What the exercise asks: For the copy, please give all of the data again exactly and leave the pictures out.

Data to use:
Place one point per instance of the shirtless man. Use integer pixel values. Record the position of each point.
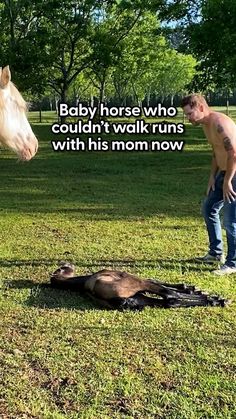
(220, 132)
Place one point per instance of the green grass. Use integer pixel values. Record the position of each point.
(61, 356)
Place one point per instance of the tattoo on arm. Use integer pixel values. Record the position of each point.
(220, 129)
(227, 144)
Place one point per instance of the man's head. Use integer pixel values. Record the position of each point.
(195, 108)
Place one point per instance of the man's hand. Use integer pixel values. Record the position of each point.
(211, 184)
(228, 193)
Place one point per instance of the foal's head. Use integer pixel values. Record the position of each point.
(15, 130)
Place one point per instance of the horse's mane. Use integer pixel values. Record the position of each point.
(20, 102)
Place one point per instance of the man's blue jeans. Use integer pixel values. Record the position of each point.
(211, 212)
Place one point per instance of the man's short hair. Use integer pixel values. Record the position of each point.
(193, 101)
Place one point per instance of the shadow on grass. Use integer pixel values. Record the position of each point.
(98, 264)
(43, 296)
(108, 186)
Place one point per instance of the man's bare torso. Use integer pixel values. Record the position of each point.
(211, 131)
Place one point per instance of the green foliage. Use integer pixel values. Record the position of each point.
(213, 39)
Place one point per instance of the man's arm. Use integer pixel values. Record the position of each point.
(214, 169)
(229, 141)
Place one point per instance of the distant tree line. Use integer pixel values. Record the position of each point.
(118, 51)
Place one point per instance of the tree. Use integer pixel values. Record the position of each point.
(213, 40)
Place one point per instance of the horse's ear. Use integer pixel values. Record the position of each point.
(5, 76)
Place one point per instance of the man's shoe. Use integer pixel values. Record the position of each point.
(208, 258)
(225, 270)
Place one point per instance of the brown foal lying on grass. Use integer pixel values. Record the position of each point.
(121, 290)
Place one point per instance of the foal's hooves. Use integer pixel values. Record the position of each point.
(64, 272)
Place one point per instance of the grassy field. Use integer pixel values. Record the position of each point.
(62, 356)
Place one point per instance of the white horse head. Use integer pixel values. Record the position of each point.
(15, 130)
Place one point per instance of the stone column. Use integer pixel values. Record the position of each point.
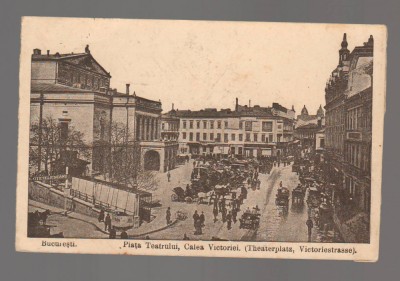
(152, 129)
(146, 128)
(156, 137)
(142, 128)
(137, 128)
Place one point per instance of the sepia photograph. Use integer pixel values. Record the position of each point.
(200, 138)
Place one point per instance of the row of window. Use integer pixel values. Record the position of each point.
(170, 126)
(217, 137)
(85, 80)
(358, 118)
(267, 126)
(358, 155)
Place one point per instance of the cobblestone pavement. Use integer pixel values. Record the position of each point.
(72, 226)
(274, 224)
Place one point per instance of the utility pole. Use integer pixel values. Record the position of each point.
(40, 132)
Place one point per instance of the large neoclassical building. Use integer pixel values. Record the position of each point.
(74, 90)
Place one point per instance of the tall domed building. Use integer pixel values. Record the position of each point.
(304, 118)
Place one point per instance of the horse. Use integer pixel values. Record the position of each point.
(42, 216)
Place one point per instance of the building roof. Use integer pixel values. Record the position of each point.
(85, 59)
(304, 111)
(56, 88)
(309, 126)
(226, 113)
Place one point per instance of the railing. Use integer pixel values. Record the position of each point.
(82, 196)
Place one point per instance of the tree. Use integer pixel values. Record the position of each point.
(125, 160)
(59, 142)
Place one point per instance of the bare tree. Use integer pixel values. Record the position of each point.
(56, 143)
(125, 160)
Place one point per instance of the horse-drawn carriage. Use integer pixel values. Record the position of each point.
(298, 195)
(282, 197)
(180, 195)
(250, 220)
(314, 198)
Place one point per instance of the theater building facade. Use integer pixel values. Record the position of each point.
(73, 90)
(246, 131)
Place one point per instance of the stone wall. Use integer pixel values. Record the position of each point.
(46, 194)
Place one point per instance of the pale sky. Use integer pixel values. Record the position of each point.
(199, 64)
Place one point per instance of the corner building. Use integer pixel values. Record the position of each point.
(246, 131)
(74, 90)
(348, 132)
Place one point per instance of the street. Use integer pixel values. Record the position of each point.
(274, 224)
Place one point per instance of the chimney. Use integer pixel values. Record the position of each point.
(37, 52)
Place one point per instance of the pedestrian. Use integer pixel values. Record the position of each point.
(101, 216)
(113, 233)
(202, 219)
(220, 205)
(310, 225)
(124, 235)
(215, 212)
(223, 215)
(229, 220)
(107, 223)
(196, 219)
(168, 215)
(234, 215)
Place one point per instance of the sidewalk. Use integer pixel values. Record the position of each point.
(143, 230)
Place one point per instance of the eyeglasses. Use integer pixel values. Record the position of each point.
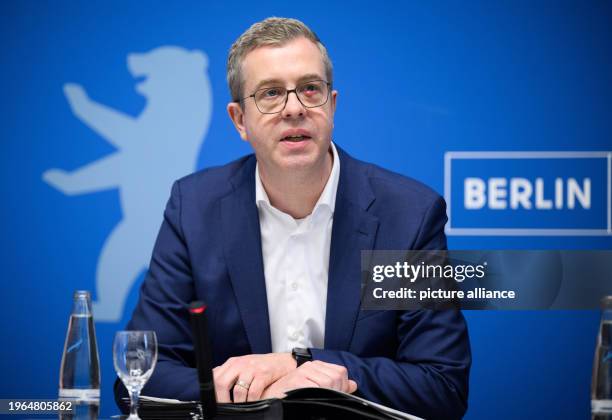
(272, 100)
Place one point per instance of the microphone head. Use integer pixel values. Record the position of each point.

Exercise output:
Place one point per instance of the shirtless man. Use integer pixel values. Record the position of each point.
(220, 132)
Place one point per instance of the green grass. Use integer pixel values. Record the position of each point.
(61, 356)
Place one point per instance of the tattoo on arm. Use integer pixel values. Record the position of each point.
(220, 129)
(227, 144)
Place one point per instance of the man's head. Use integer pixel values. Record the position of each point.
(195, 108)
Place one point per instance of the man's hand. Use integer pixel values. Record the position of each point.
(211, 184)
(228, 193)
Place one point per instance of the foal's head. Use integer pixel values. Record the position of each point.
(15, 130)
Place one point per instance of the horse's mane. Use integer pixel values. Record the position of each point.
(20, 102)
Place one point per instance of the man's blue jeans. Use integer pixel values. Record the position of each point.
(211, 212)
Place one point per instance of the man's short hair. Use integer pixel values. Record the position of each point.
(193, 101)
Place one point per instance of the shadow on grass. Use integer pixel values. Record the position of each point.
(98, 264)
(43, 296)
(108, 186)
Place one point per instance of the man's bare torso. Use integer pixel values. Record the position of each point.
(211, 131)
Place one point per instance of the green foliage. Use integer pixel values. Record the position of each point.
(213, 39)
Place one point per instance of the man's arm. Use integer pixel values. Record the position of each point.
(214, 169)
(229, 141)
Place one point per instance of the distant tree line. Use integer pixel values. Record the position of each point.
(118, 51)
Place one point per instance of the tree. Use integer pixel values. Record the position of each point.
(213, 40)
Place one point per instance of the horse's ear. Use integer pixel values. Record the position of each point.
(5, 76)
Place one point per instance of the man's shoe. Use integer pixel values. Record the position of each point.
(208, 258)
(225, 270)
Place one point per instance of the brown foal lying on grass. Use integer pixel values. Record the position of each point.
(121, 290)
Place one point per instance of the foal's hooves. Use integer pixel values. Record the position of each point.
(64, 272)
Place one point per instance of the grassy field. Use integer pixel values. Record the position of each point.
(62, 356)
Place one point per instance of the white horse head. Use integer pixel values. Record the position of each point.
(15, 130)
Place one point per instance of the stone column. Use integer pixel values. Record the position of each point.
(152, 129)
(146, 128)
(156, 137)
(142, 128)
(137, 128)
Place one point per instance of the sepia photograph. Use integer pixel values. Record the position of each point.
(200, 138)
Place one point per instance of the row of window. Use integer pixel values. Record the position of each point.
(170, 126)
(217, 137)
(85, 80)
(358, 118)
(267, 126)
(358, 155)
Place one point per instance of the cobblestone pavement. Use integer pixel values. Record the position of each point.
(72, 226)
(274, 224)
Place one point per instance of the utility pole. Use integer pixel values. Record the position of each point.
(40, 132)
Place one point per instance of the large neoclassical building. Use integer pixel values. Record the position of each point.
(74, 90)
Place one point per instance of the tall domed building. Use integer pixel values. Record the position of each point.
(304, 118)
Place one point per instance of the horse. Use integer pixel values. Record the position of each point.
(42, 216)
Place one point per instance of the building roof. Use integer pixel values. Record the position of each point.
(85, 59)
(304, 111)
(56, 88)
(309, 126)
(226, 113)
Place one point per instance of the railing. Use integer pixel values. Record the position of each point.
(82, 196)
Place one point per instance of the tree. Use integer pixel values. Record the position of each point.
(125, 160)
(59, 142)
Place one point per instance of the bare tree. Use integer pixel values. Record the position of each point.
(56, 143)
(125, 160)
Place one point per instance of the horse-drawn carriage. Use integer pixel values. Record the position of each point.
(298, 195)
(282, 197)
(180, 195)
(250, 220)
(314, 198)
Place one point per instance of the theater building facade. Use integer pixel values. Record the position of each point.
(73, 90)
(246, 131)
Place one point per instance of the stone wall. Use integer pixel values. Record the position of each point.
(46, 194)
Place one point per instance of the pale sky. Use integer pixel values. Record the position of each point.
(199, 64)
Place one point per instance of the corner building. Use integer pixel values. Record the position of each point.
(246, 131)
(74, 90)
(348, 132)
Place one point per instance of the street. Use integer pixel values. Record the position of each point.
(274, 224)
Place one point per instance of the chimney. Use integer pixel values. Record the position of each point.
(37, 52)
Place one point per instance of the pedestrian. Use integer pixel values. Record the position of each point.
(101, 216)
(113, 233)
(202, 219)
(220, 205)
(310, 225)
(124, 235)
(215, 212)
(223, 215)
(229, 220)
(107, 223)
(196, 219)
(168, 215)
(234, 215)
Place one point per instance of the sidewalk. Use integer pixel values. Record the position of each point.
(143, 230)
Place one point per instance of the eyeglasses. Use integer pixel values. Record the position of each point.
(272, 100)
Place one point per instance of the microphone head. Use integer pixel values. Record the position of each point.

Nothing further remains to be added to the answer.